**Description of the task**.
Select every line in the rows below that contains the word "black", and copy each one. Case counts.

Records from a data collection
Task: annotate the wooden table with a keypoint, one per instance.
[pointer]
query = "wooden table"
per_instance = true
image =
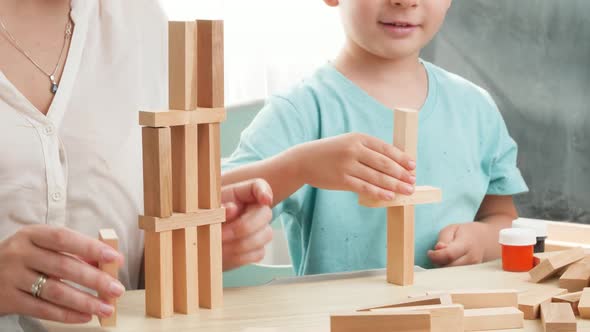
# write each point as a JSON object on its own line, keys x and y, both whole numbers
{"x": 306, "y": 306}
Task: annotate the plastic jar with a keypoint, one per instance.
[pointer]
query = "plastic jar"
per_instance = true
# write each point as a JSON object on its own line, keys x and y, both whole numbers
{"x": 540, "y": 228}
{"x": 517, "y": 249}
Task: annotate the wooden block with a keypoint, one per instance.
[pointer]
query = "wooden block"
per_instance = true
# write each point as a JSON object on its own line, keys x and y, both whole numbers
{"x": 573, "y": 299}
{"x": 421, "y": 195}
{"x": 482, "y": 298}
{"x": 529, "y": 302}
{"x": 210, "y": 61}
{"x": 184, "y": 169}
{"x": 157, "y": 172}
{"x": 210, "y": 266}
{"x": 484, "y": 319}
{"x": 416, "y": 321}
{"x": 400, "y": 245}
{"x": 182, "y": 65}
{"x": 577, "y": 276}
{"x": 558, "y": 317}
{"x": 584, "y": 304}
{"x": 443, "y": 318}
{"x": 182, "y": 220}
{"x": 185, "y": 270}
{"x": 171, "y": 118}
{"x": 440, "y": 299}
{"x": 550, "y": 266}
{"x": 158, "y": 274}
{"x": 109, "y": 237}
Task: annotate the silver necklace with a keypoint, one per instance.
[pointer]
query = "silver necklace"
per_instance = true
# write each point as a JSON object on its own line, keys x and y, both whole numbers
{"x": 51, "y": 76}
--
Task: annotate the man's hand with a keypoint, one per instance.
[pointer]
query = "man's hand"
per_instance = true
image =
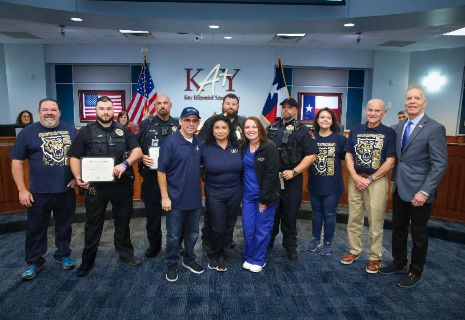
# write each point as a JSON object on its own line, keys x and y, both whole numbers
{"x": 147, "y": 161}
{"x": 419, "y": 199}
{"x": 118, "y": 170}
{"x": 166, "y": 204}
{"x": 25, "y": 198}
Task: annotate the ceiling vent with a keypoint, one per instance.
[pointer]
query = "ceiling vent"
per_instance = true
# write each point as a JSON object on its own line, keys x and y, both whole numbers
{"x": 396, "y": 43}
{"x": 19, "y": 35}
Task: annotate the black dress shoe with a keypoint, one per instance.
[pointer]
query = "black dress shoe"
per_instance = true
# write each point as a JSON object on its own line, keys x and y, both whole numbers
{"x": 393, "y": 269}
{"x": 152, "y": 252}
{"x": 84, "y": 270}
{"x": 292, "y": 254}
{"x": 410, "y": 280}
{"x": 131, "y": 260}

**Exercise answer**.
Task: annotate the black dress shoe with a keypoint, one per instance.
query = "black dress shoe"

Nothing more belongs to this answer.